_INSTRUCTIONS TO FOLLOW_.
Please give back each line below unchanged; none of the pictures should appear.

_INPUT DATA_.
┄┄┄┄┄┄┄┄┄┄┄┄┄┄┄┄┄┄┄┄

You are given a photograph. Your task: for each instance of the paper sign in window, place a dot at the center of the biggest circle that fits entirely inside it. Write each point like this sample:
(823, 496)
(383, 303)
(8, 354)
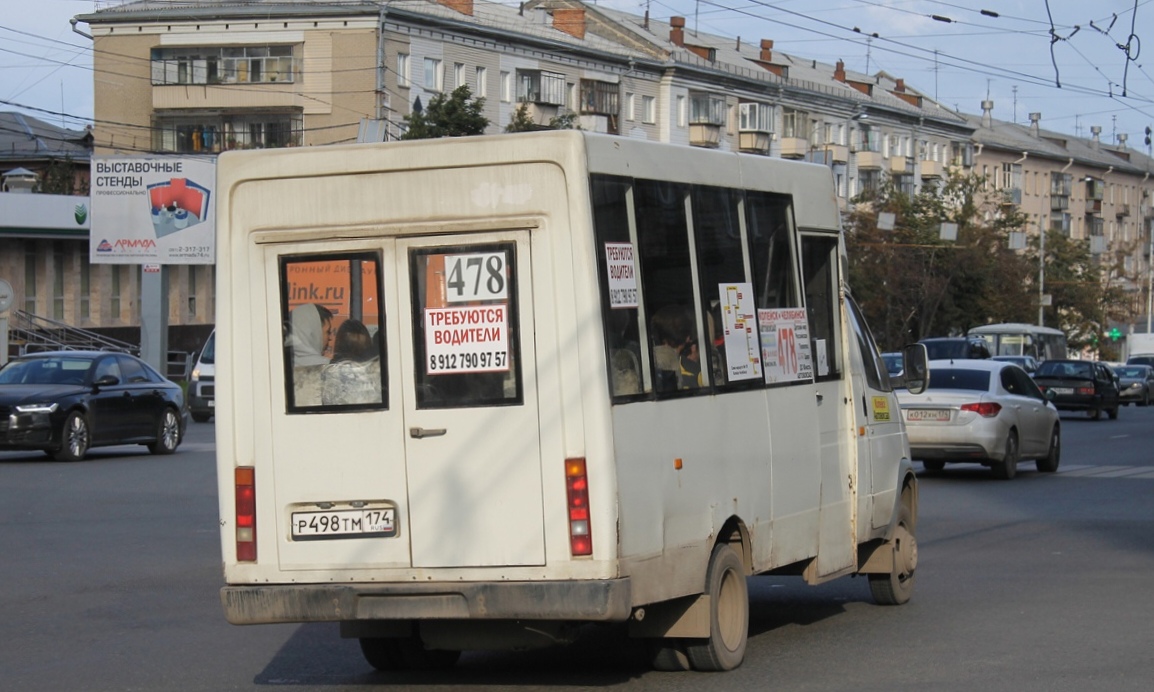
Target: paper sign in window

┄┄┄┄┄┄┄┄┄┄┄┄┄┄┄┄┄┄┄┄

_YOUR SOLUTION_.
You are given a photograph. Your task: for each instance of the paper sign in window, place a dot at the center of the biggest circle that fits entirely inside it. Write each point like this sample:
(823, 496)
(383, 303)
(8, 354)
Target: paper sign in window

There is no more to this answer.